Exercise aim: Rescale the listing below: copy every line again, requests included, but multiply each point coordinate in the answers by 0.8 and round it to a whole number, with halves rounding up. Leave the numbers in the requests and in their format samples unchanged.
--- start of Given entries ---
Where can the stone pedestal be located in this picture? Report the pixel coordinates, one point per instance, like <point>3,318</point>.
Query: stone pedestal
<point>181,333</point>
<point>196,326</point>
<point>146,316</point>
--- end of Given entries ---
Reply to the task:
Where can the stone pedestal be located in this picture? Report the pixel coordinates, one point per instance, like <point>3,318</point>.
Query: stone pedestal
<point>145,266</point>
<point>157,261</point>
<point>117,253</point>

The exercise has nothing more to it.